• [Records to use]
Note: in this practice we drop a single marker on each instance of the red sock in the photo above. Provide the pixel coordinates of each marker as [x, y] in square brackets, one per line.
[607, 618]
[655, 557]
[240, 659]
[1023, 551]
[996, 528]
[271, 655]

• [Short problem]
Offset every pixel coordinate in the answers above by adding 84 to each x and y value. Then write out all of the data again, keeping each request unchanged.

• [The answer]
Note: in this practice we drop a single marker on each instance of the red sock in the photo above. Provide the pixel coordinates of each marker as [x, y] in square brackets, one per line.
[691, 702]
[739, 641]
[324, 743]
[1107, 635]
[1080, 612]
[355, 739]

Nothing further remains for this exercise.